**文本节选**
-*-

建立联合函数索引解决top sql性能问题

最新推荐文章于 2018-05-28 17:54:28 发布

congdiku5262

最新推荐文章于 2018-05-28 17:54:28 发布

阅读量117

点赞数

今天捕获到一条top sql,其大致内容如下
select count(*) from archive partition (1105) where done = 2 and name like '%@qq.com';
其中archive为分区表，按月分区，分区键为create_time列；其总数据为6千万，分区1105数据有600多万，且每日递增；分区1104数据有1千万，预计到月底1105数据也要有千万
再来看两个查询列，done的选择性极差，其distinct值只有3个；而name的distinct值有20多万，其实就是用户的邮箱地址；两个列上目前都没有索引；
目前该sql的执行计划如下，逻辑读有60多万
---------------------------------------------------------------------------------------------------------
| Id | Operation               | Name          | Rows | Bytes | Cost (%CPU)| Time     | Pstart| Pstop |
---------------------------------------------------------------------------------------------------------
|   0 | SELECT STATEMENT        |               |     1 |    23 |   164K (1)| 00:32:59 |       |       |
|   1 | SORT AGGREGATE         |               |     1 |    23 |            |          |       |       |
|   2 |   PARTITION RANGE SINGLE|               |   243K| 5460K|   164K (1)| 00:32:59 |     6 |     6 |
|* 3 |    TABLE ACCESS FULL    | archive       |   243K| 5460K|   164K (1)| 00:32:59 |     6 |     6 |
---------------------------------------------------------------------------------------------------------
Statistics
----------------------------------------------------------
          8 recursive calls
          0 db block gets
     605310 consistent gets
     530101 physical reads
          0 redo size
        517 bytes sent via SQL*Net to client
        487 bytes received via SQL*Net from client
          2 SQL*Net roundtrips to/from client
          0 sorts (memory)
          0 sorts (disk)

-*-

**已存条目**
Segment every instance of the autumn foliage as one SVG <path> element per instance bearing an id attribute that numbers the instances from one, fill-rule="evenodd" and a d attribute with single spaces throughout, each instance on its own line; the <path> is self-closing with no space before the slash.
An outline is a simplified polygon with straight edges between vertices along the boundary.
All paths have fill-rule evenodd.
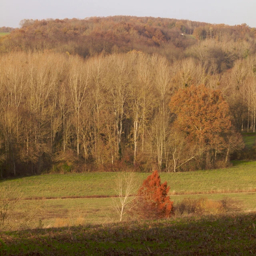
<path id="1" fill-rule="evenodd" d="M 206 165 L 225 147 L 231 126 L 228 105 L 220 91 L 204 85 L 179 90 L 171 98 L 176 125 L 198 144 L 206 156 Z"/>
<path id="2" fill-rule="evenodd" d="M 173 202 L 168 195 L 169 190 L 167 182 L 161 184 L 157 170 L 149 175 L 138 192 L 139 200 L 137 209 L 142 217 L 150 218 L 171 216 Z"/>

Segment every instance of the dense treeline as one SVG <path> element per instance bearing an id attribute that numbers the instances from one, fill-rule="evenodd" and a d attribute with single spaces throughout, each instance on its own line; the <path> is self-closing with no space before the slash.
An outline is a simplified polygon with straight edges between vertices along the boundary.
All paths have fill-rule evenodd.
<path id="1" fill-rule="evenodd" d="M 246 24 L 230 26 L 175 19 L 116 16 L 84 20 L 24 20 L 20 28 L 0 40 L 0 50 L 68 52 L 83 57 L 102 51 L 135 49 L 157 53 L 170 60 L 186 56 L 197 40 L 252 41 L 256 31 Z M 193 36 L 190 36 L 193 35 Z"/>
<path id="2" fill-rule="evenodd" d="M 255 31 L 245 24 L 116 16 L 21 26 L 0 38 L 2 177 L 224 166 L 243 146 L 240 133 L 255 132 Z M 190 29 L 198 40 L 181 35 Z"/>
<path id="3" fill-rule="evenodd" d="M 10 27 L 0 27 L 0 32 L 1 33 L 8 33 L 11 32 L 14 30 L 13 28 L 10 28 Z"/>
<path id="4" fill-rule="evenodd" d="M 238 145 L 240 138 L 232 130 L 245 124 L 255 128 L 255 94 L 248 86 L 255 88 L 255 72 L 247 67 L 255 61 L 238 60 L 224 78 L 206 74 L 199 60 L 170 64 L 159 55 L 138 52 L 86 60 L 67 54 L 5 54 L 0 67 L 2 175 L 39 173 L 53 164 L 57 168 L 54 163 L 80 171 L 133 165 L 172 171 L 225 164 L 242 144 Z M 243 66 L 250 84 L 232 80 Z M 168 106 L 179 89 L 186 91 L 203 82 L 205 89 L 195 88 L 214 100 L 225 103 L 222 91 L 231 108 L 250 104 L 248 115 L 245 108 L 239 116 L 240 108 L 232 108 L 232 128 L 230 124 L 224 130 L 220 122 L 214 138 L 214 138 L 212 143 L 198 142 L 177 124 L 178 115 Z M 174 106 L 178 101 L 173 100 Z M 229 123 L 228 108 L 223 106 Z"/>

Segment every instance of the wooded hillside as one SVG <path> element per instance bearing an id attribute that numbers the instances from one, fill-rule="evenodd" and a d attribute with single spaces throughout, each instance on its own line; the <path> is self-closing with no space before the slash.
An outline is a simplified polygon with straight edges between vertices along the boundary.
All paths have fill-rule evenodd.
<path id="1" fill-rule="evenodd" d="M 244 147 L 241 132 L 255 132 L 255 30 L 246 24 L 21 25 L 0 38 L 2 176 L 224 167 Z"/>

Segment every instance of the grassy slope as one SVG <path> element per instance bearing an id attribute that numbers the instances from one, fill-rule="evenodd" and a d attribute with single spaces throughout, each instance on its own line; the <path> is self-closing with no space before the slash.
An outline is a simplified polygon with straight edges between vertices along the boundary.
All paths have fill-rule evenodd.
<path id="1" fill-rule="evenodd" d="M 256 255 L 255 214 L 8 232 L 2 255 Z"/>
<path id="2" fill-rule="evenodd" d="M 252 148 L 255 144 L 256 136 L 255 134 L 244 134 L 243 135 L 243 138 L 245 147 L 247 148 Z"/>
<path id="3" fill-rule="evenodd" d="M 141 183 L 149 174 L 138 173 Z M 112 196 L 116 172 L 45 174 L 2 181 L 2 185 L 15 188 L 25 197 Z M 188 172 L 162 173 L 170 191 L 178 192 L 246 190 L 256 188 L 256 162 L 245 162 L 223 169 Z"/>

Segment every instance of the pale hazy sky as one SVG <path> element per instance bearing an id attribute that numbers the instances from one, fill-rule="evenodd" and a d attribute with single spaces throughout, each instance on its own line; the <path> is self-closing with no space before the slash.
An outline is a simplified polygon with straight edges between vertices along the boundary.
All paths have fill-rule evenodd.
<path id="1" fill-rule="evenodd" d="M 161 17 L 256 27 L 256 0 L 0 0 L 0 27 L 23 19 Z"/>

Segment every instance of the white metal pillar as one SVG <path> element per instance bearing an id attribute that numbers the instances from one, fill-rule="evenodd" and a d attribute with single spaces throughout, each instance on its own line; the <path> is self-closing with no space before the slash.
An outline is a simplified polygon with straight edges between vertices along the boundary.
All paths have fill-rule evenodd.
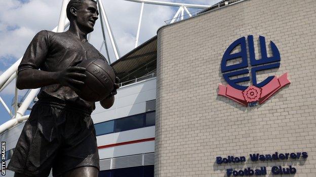
<path id="1" fill-rule="evenodd" d="M 143 16 L 143 11 L 144 10 L 144 3 L 142 3 L 141 7 L 140 8 L 140 15 L 139 16 L 139 20 L 138 21 L 138 28 L 137 28 L 137 34 L 136 34 L 136 41 L 135 42 L 135 48 L 137 47 L 138 43 L 138 38 L 139 38 L 139 31 L 140 31 L 140 24 L 141 24 L 142 17 Z"/>
<path id="2" fill-rule="evenodd" d="M 177 20 L 177 19 L 178 18 L 178 17 L 179 16 L 179 15 L 180 14 L 180 13 L 181 11 L 181 9 L 182 9 L 181 7 L 179 8 L 179 9 L 178 10 L 178 11 L 177 11 L 177 12 L 176 13 L 176 14 L 175 15 L 175 16 L 172 18 L 172 20 L 171 20 L 171 22 L 170 22 L 170 23 L 174 23 L 176 21 L 176 20 Z"/>
<path id="3" fill-rule="evenodd" d="M 184 9 L 184 10 L 185 11 L 186 13 L 188 14 L 189 16 L 190 16 L 190 17 L 192 17 L 192 15 L 191 15 L 191 13 L 190 13 L 190 12 L 189 12 L 189 10 L 187 9 L 186 7 L 183 6 L 183 9 Z"/>
<path id="4" fill-rule="evenodd" d="M 19 117 L 22 116 L 27 109 L 28 106 L 30 105 L 31 102 L 34 100 L 34 98 L 36 96 L 38 91 L 41 88 L 37 88 L 35 89 L 32 89 L 31 91 L 29 92 L 25 99 L 22 103 L 19 109 L 17 111 L 17 115 L 16 117 Z"/>
<path id="5" fill-rule="evenodd" d="M 101 9 L 101 7 L 100 6 L 100 2 L 98 2 L 98 7 L 99 9 Z M 101 47 L 100 47 L 100 51 L 102 49 L 103 45 L 104 45 L 104 47 L 105 48 L 105 52 L 106 52 L 106 59 L 107 60 L 107 62 L 109 64 L 111 64 L 111 60 L 110 60 L 110 55 L 108 54 L 108 49 L 107 48 L 107 45 L 106 44 L 106 38 L 105 37 L 105 33 L 104 33 L 104 26 L 103 25 L 103 17 L 102 16 L 102 14 L 100 14 L 100 22 L 101 22 L 101 31 L 102 32 L 102 36 L 103 36 L 103 42 L 102 44 L 101 45 Z"/>
<path id="6" fill-rule="evenodd" d="M 99 3 L 100 4 L 100 10 L 101 10 L 102 17 L 105 22 L 106 30 L 107 30 L 107 33 L 108 33 L 109 37 L 110 37 L 110 41 L 111 41 L 111 44 L 112 44 L 112 47 L 113 48 L 113 50 L 114 51 L 114 54 L 115 55 L 116 60 L 118 60 L 120 58 L 120 56 L 118 55 L 118 53 L 117 52 L 116 45 L 114 41 L 114 37 L 113 37 L 113 35 L 112 35 L 112 31 L 111 30 L 111 28 L 110 27 L 109 23 L 107 20 L 107 18 L 106 17 L 105 11 L 104 10 L 104 8 L 103 7 L 103 3 L 102 3 L 102 0 L 99 0 Z"/>
<path id="7" fill-rule="evenodd" d="M 58 28 L 57 29 L 57 32 L 61 33 L 64 32 L 65 28 L 65 21 L 67 18 L 67 15 L 66 13 L 66 9 L 67 8 L 67 5 L 70 0 L 63 0 L 62 4 L 61 5 L 61 10 L 60 10 L 60 15 L 59 16 L 59 21 L 58 22 Z"/>

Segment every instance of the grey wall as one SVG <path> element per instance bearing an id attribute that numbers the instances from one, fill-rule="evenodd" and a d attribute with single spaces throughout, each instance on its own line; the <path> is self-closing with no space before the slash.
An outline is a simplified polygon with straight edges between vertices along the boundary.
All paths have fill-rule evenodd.
<path id="1" fill-rule="evenodd" d="M 160 29 L 155 176 L 225 176 L 227 168 L 292 165 L 316 173 L 316 1 L 247 0 Z M 228 46 L 253 35 L 272 40 L 291 83 L 251 108 L 217 95 Z M 269 45 L 267 45 L 269 48 Z M 258 57 L 258 56 L 257 56 Z M 305 160 L 218 165 L 216 157 L 307 152 Z M 283 175 L 290 176 L 290 175 Z"/>

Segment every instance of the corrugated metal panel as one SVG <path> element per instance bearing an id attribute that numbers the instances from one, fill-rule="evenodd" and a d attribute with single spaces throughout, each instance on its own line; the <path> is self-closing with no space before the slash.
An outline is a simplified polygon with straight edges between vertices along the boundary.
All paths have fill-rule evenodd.
<path id="1" fill-rule="evenodd" d="M 48 175 L 48 177 L 53 177 L 53 170 L 52 169 L 51 169 L 51 173 Z"/>
<path id="2" fill-rule="evenodd" d="M 156 100 L 146 101 L 146 111 L 156 110 Z"/>
<path id="3" fill-rule="evenodd" d="M 141 166 L 142 154 L 136 154 L 113 158 L 112 169 Z"/>
<path id="4" fill-rule="evenodd" d="M 100 160 L 100 170 L 106 170 L 111 168 L 111 158 Z"/>
<path id="5" fill-rule="evenodd" d="M 154 152 L 149 153 L 144 155 L 144 165 L 154 164 Z"/>

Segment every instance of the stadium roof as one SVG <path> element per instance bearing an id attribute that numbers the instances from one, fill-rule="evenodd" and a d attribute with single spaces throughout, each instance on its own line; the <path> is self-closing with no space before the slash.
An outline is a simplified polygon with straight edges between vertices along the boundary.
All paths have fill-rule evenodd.
<path id="1" fill-rule="evenodd" d="M 110 65 L 116 76 L 124 78 L 150 62 L 155 61 L 156 55 L 157 36 L 155 36 Z"/>

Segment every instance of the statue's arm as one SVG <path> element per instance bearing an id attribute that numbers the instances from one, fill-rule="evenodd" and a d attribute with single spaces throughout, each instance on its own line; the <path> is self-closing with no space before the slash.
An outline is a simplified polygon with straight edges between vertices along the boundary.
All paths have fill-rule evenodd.
<path id="1" fill-rule="evenodd" d="M 76 84 L 84 84 L 85 69 L 70 66 L 62 71 L 48 72 L 38 70 L 49 53 L 48 32 L 43 30 L 36 34 L 27 47 L 18 68 L 17 87 L 33 89 L 59 84 L 75 90 Z M 73 63 L 76 66 L 80 61 Z"/>
<path id="2" fill-rule="evenodd" d="M 114 95 L 111 95 L 110 97 L 107 97 L 100 101 L 100 103 L 104 108 L 108 109 L 112 107 L 114 104 Z"/>
<path id="3" fill-rule="evenodd" d="M 16 86 L 19 89 L 34 89 L 59 83 L 58 72 L 28 69 L 19 72 Z"/>

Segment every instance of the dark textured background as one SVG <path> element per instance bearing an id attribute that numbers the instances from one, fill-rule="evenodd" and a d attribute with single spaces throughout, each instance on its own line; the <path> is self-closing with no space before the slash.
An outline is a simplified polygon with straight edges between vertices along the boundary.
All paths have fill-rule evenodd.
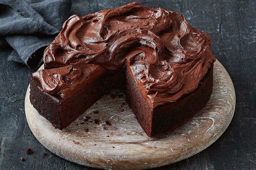
<path id="1" fill-rule="evenodd" d="M 132 1 L 73 1 L 71 14 L 80 16 Z M 231 77 L 236 105 L 233 119 L 215 142 L 193 156 L 163 169 L 256 169 L 256 2 L 255 1 L 138 1 L 181 13 L 194 27 L 209 34 L 217 58 Z M 0 169 L 94 169 L 51 153 L 36 139 L 27 123 L 24 99 L 34 71 L 8 61 L 10 49 L 0 51 Z M 30 147 L 33 153 L 27 155 Z M 47 155 L 42 157 L 45 152 Z M 26 160 L 21 162 L 23 157 Z"/>

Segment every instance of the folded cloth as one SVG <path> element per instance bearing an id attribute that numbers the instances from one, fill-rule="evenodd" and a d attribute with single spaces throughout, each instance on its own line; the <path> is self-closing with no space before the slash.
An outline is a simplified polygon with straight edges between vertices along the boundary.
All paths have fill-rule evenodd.
<path id="1" fill-rule="evenodd" d="M 39 66 L 71 7 L 70 0 L 0 0 L 0 47 L 13 48 L 9 60 Z"/>

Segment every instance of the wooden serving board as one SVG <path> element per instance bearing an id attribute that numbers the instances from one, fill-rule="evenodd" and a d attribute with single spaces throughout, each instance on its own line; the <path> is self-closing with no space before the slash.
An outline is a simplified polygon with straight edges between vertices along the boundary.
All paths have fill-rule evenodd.
<path id="1" fill-rule="evenodd" d="M 232 119 L 234 89 L 218 61 L 214 64 L 213 92 L 207 105 L 193 119 L 174 132 L 150 138 L 144 132 L 124 98 L 104 96 L 67 128 L 55 129 L 40 115 L 29 100 L 25 110 L 28 123 L 47 149 L 72 162 L 97 168 L 143 169 L 169 164 L 191 156 L 218 139 Z M 122 105 L 123 106 L 123 105 Z M 99 112 L 94 114 L 97 109 Z M 93 122 L 84 121 L 86 116 Z M 94 123 L 99 119 L 99 125 Z M 112 125 L 105 123 L 109 120 Z M 88 124 L 86 123 L 88 123 Z M 84 124 L 85 123 L 85 124 Z M 86 130 L 88 128 L 88 131 Z"/>

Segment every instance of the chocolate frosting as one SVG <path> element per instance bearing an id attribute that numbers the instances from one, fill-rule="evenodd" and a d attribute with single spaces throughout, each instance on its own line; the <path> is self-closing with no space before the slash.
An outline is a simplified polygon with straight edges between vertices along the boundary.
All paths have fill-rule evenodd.
<path id="1" fill-rule="evenodd" d="M 154 108 L 196 89 L 215 61 L 211 44 L 208 35 L 179 13 L 133 2 L 82 17 L 71 16 L 45 50 L 44 61 L 47 68 L 79 61 L 106 69 L 126 66 Z M 39 79 L 43 87 L 51 83 Z M 64 87 L 51 94 L 61 94 Z"/>
<path id="2" fill-rule="evenodd" d="M 41 70 L 32 73 L 32 76 L 40 82 L 44 91 L 65 99 L 105 71 L 99 65 L 80 61 L 65 67 Z"/>

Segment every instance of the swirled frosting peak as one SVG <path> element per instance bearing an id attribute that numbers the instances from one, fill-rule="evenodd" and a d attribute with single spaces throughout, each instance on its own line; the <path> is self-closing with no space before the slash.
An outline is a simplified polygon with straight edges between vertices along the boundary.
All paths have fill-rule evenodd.
<path id="1" fill-rule="evenodd" d="M 153 108 L 196 89 L 215 61 L 211 44 L 179 13 L 133 2 L 71 16 L 44 60 L 47 68 L 80 61 L 105 69 L 126 67 Z"/>

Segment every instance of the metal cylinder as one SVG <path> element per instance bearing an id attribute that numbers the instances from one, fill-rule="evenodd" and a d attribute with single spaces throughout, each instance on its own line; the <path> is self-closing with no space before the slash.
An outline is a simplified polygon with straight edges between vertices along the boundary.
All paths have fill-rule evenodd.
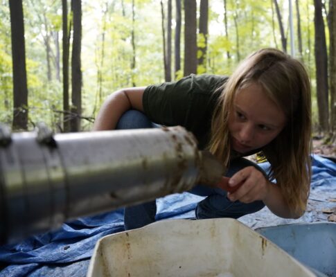
<path id="1" fill-rule="evenodd" d="M 202 168 L 194 136 L 180 127 L 55 136 L 42 129 L 0 141 L 2 243 L 188 190 Z"/>

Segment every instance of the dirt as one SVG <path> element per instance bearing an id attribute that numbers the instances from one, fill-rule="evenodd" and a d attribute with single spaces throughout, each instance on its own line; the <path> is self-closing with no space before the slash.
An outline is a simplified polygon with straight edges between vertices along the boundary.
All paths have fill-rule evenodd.
<path id="1" fill-rule="evenodd" d="M 321 156 L 336 157 L 336 143 L 326 144 L 323 139 L 313 139 L 312 152 Z"/>

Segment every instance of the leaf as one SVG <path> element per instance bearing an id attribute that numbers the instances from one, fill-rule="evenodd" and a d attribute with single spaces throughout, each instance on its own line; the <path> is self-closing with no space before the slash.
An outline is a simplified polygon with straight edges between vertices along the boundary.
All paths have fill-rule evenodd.
<path id="1" fill-rule="evenodd" d="M 331 215 L 328 217 L 328 221 L 331 222 L 336 222 L 336 215 Z"/>

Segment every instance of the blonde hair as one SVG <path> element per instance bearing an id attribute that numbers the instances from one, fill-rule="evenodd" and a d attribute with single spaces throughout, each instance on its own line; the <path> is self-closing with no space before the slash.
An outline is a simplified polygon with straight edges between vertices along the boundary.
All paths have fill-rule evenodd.
<path id="1" fill-rule="evenodd" d="M 299 61 L 274 48 L 259 50 L 242 61 L 219 88 L 208 149 L 229 166 L 229 114 L 237 91 L 251 83 L 261 85 L 286 115 L 285 127 L 262 150 L 271 164 L 269 179 L 276 180 L 291 211 L 302 214 L 310 185 L 311 98 L 309 78 Z"/>

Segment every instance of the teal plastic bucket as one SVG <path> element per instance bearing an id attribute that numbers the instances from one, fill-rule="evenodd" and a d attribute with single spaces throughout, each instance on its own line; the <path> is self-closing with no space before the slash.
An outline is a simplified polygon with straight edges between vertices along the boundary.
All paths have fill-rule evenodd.
<path id="1" fill-rule="evenodd" d="M 256 229 L 319 276 L 336 277 L 336 223 L 314 222 Z"/>

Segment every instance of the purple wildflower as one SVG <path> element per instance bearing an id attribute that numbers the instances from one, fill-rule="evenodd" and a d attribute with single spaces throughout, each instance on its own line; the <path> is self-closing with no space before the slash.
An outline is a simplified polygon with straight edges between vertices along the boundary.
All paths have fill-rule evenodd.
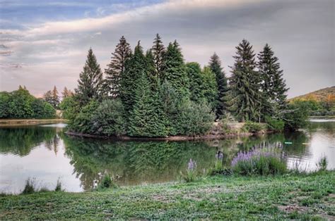
<path id="1" fill-rule="evenodd" d="M 189 159 L 189 163 L 187 165 L 187 170 L 194 170 L 196 168 L 196 163 L 192 159 Z"/>

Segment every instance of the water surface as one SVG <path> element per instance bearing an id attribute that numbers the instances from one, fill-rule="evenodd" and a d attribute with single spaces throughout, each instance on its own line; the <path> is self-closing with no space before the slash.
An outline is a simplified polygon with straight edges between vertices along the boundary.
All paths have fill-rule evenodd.
<path id="1" fill-rule="evenodd" d="M 283 146 L 289 167 L 312 170 L 322 156 L 335 168 L 335 122 L 312 122 L 302 131 L 207 141 L 112 141 L 72 137 L 64 124 L 0 128 L 0 192 L 19 193 L 28 178 L 68 191 L 90 189 L 108 173 L 121 185 L 175 181 L 187 162 L 199 172 L 211 168 L 218 151 L 229 165 L 241 150 Z M 284 144 L 285 141 L 292 144 Z"/>

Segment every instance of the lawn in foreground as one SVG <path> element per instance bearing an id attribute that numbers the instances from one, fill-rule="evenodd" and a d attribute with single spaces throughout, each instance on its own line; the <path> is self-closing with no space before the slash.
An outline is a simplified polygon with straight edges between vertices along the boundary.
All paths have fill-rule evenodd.
<path id="1" fill-rule="evenodd" d="M 335 171 L 0 196 L 0 219 L 335 219 Z"/>

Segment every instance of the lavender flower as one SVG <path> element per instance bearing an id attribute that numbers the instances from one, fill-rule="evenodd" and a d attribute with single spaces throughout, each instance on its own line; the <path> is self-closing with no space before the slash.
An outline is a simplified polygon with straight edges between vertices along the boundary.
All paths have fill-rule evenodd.
<path id="1" fill-rule="evenodd" d="M 196 163 L 194 160 L 192 160 L 192 158 L 190 158 L 189 163 L 187 165 L 187 170 L 192 171 L 192 170 L 194 170 L 196 168 Z"/>

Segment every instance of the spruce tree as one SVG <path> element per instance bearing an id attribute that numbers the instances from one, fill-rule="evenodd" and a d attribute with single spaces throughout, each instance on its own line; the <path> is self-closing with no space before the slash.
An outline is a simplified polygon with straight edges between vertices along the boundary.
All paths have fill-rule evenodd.
<path id="1" fill-rule="evenodd" d="M 260 116 L 261 96 L 255 54 L 252 46 L 245 39 L 236 46 L 236 50 L 226 97 L 228 109 L 242 122 L 257 121 Z"/>
<path id="2" fill-rule="evenodd" d="M 76 99 L 82 106 L 90 99 L 100 99 L 101 95 L 102 72 L 90 48 L 83 69 L 78 80 L 78 88 L 75 89 Z"/>
<path id="3" fill-rule="evenodd" d="M 283 117 L 286 107 L 286 84 L 278 58 L 266 44 L 258 55 L 258 69 L 261 80 L 262 105 L 261 113 L 275 118 Z"/>
<path id="4" fill-rule="evenodd" d="M 131 49 L 126 38 L 122 36 L 116 46 L 115 51 L 112 53 L 112 61 L 105 70 L 106 79 L 104 91 L 107 96 L 117 97 L 119 96 L 120 79 L 124 71 L 126 60 L 131 54 Z"/>
<path id="5" fill-rule="evenodd" d="M 177 41 L 170 43 L 164 53 L 162 80 L 168 80 L 180 96 L 189 96 L 187 73 L 184 58 Z"/>
<path id="6" fill-rule="evenodd" d="M 59 105 L 59 96 L 58 96 L 58 91 L 56 88 L 56 86 L 54 87 L 54 89 L 52 90 L 52 106 L 54 108 L 58 108 L 58 106 Z"/>
<path id="7" fill-rule="evenodd" d="M 209 68 L 215 74 L 216 84 L 218 85 L 218 96 L 216 101 L 216 118 L 219 118 L 226 110 L 224 97 L 228 91 L 228 86 L 225 73 L 221 68 L 221 61 L 216 53 L 214 53 L 211 57 Z"/>
<path id="8" fill-rule="evenodd" d="M 134 55 L 126 61 L 125 70 L 121 75 L 120 97 L 127 113 L 132 109 L 135 90 L 139 86 L 137 80 L 143 74 L 148 75 L 148 62 L 139 41 Z"/>
<path id="9" fill-rule="evenodd" d="M 165 48 L 163 44 L 160 36 L 158 34 L 153 41 L 153 46 L 151 49 L 153 55 L 153 60 L 155 62 L 155 71 L 156 76 L 161 77 L 161 70 L 164 62 L 164 53 Z"/>
<path id="10" fill-rule="evenodd" d="M 148 76 L 143 73 L 138 80 L 134 94 L 134 108 L 130 111 L 129 133 L 133 137 L 165 137 L 165 123 L 158 112 L 156 95 L 151 89 Z"/>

-*-

**任务说明**
在这篇关于用联合函数索引解决 top sql 性能问题的文章中，archive 表按哪一列分区？ 这些条目取自另一个来源。

**任务解答**
按 create_time 列分区。